## Exercise
In the text about butter and simulation theory, reproduce everything from "Butter is butter" down to "cubes, same thing.", substituting "linchpin" for "cotter-pin".

## Text under study
######

Proof We're in a Simulation
I have proof we're all in a simulation.
Actual, real, factual proof.
Butter.
Think about it.
If your house is too cold, or warm, it's borked. It doesn't spread, or it's melted. It's designed to spread at the perfect temp zone for human living, yet it's the by product of milk and a natural process.
Likely the parent simulation has a delicious, similar spread, but it requires a heating bowl, or a cooling bowl to be able to use it at room temp. Butter is a pleasant design, a fantasy for those playing, controlling, and watching our simulated world.
It's proof! This is a simulation!!!
19 comments
[ 2.4 ms ] story [ 44.9 ms ] threadNo. It's proof that the entire universe was designed to ensure that butter spreads at the same temperature that humans find comfortable. Even the fact that human comfort == butter comfort is a big, hairy flag.
Butter is butter because if butter wasn't butter, the universe would not exist as it is! It's the cotter-pin of our reality, it's the centre that holds, it's the validation of an if-then statement, it's an automated test.
I bet if butter isn't perfect at room temp, the next version doesn't ship!
Butter has propeties like everything else. Those properties across a range of temps has an appeal. Ice cream... Same thing. Ice cubes, same thing.
And so on.
That is because butter is fatty, and like lard, it will coagulate and spread smoothly at room temperature. It's not simulation theory, it's basic gastronomy.
The struggle with Hacker News is that people regularly ask dumber questions than this during more sober news hours, so it's impossible for any of us to know if you're being serious.

######

## Material supplied
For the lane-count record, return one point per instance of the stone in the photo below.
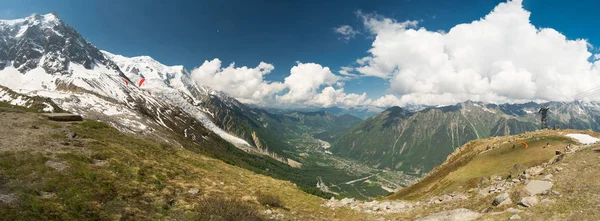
(47, 195)
(516, 171)
(513, 210)
(558, 168)
(193, 191)
(534, 171)
(536, 187)
(515, 217)
(453, 215)
(529, 201)
(7, 198)
(63, 117)
(346, 201)
(547, 201)
(60, 166)
(501, 200)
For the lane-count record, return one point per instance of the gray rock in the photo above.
(534, 171)
(513, 210)
(558, 168)
(516, 171)
(7, 198)
(536, 187)
(453, 215)
(502, 200)
(193, 191)
(529, 201)
(515, 217)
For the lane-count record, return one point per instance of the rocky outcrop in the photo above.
(453, 215)
(536, 187)
(529, 201)
(502, 199)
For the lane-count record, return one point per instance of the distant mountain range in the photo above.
(415, 142)
(46, 63)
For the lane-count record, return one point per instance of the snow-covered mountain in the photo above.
(42, 56)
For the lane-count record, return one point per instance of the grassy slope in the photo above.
(466, 167)
(578, 185)
(110, 175)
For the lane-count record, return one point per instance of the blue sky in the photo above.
(278, 32)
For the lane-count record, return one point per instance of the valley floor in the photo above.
(88, 170)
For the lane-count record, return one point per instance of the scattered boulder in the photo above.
(529, 201)
(558, 169)
(516, 171)
(513, 210)
(556, 159)
(536, 187)
(453, 215)
(7, 198)
(534, 171)
(483, 181)
(60, 166)
(47, 195)
(63, 117)
(515, 217)
(547, 201)
(502, 199)
(193, 191)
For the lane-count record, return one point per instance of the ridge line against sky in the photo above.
(501, 57)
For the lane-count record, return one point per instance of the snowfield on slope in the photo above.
(584, 138)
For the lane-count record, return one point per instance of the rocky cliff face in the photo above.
(47, 42)
(416, 142)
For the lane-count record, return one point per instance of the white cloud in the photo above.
(329, 97)
(499, 58)
(308, 84)
(346, 31)
(387, 100)
(245, 84)
(305, 80)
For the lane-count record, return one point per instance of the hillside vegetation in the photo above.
(91, 171)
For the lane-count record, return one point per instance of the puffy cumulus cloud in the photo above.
(305, 80)
(330, 96)
(387, 100)
(243, 83)
(308, 84)
(499, 58)
(346, 31)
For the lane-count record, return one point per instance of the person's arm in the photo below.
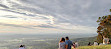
(66, 45)
(108, 41)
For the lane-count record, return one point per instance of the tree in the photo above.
(104, 28)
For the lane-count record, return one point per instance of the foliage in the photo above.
(104, 28)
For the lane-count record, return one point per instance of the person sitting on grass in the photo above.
(105, 40)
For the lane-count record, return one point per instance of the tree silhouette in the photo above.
(104, 28)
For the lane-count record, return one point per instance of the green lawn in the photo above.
(96, 47)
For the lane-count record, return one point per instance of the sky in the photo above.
(51, 16)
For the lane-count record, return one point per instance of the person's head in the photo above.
(67, 38)
(62, 39)
(21, 45)
(73, 42)
(95, 41)
(105, 37)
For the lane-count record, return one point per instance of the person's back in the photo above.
(68, 43)
(95, 43)
(21, 48)
(62, 45)
(105, 41)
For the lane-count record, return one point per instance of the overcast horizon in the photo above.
(51, 16)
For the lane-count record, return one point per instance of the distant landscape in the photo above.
(40, 41)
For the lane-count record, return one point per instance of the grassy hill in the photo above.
(96, 47)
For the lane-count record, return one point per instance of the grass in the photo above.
(96, 47)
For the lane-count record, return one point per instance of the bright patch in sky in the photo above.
(51, 16)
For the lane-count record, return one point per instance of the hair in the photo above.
(21, 45)
(67, 37)
(62, 39)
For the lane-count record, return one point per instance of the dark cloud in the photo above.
(4, 6)
(4, 24)
(45, 26)
(65, 11)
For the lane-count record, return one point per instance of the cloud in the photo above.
(15, 25)
(45, 26)
(58, 14)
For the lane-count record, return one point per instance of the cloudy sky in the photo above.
(51, 16)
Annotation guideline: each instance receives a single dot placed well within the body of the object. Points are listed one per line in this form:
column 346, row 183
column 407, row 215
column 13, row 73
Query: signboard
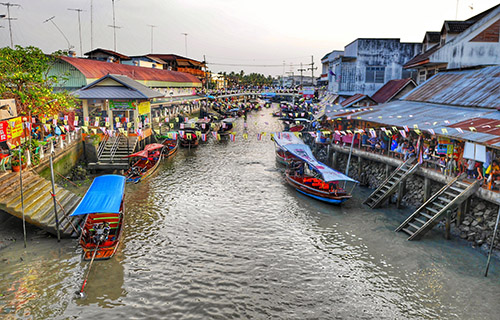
column 144, row 108
column 4, row 131
column 121, row 105
column 308, row 92
column 16, row 127
column 7, row 109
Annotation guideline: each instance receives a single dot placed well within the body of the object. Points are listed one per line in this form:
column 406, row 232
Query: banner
column 144, row 108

######

## Result below
Butter is butter because if butter wasn't butter, the universe would not exist as it is! It's the linchpin of our reality, it's the centre that holds, it's the validation of an if-then statement, it's an automated test.
I bet if butter isn't perfect at room temp, the next version doesn't ship!
Butter has propeties like everything else. Those properties across a range of temps has an appeal. Ice cream... Same thing. Ice cubes, same thing.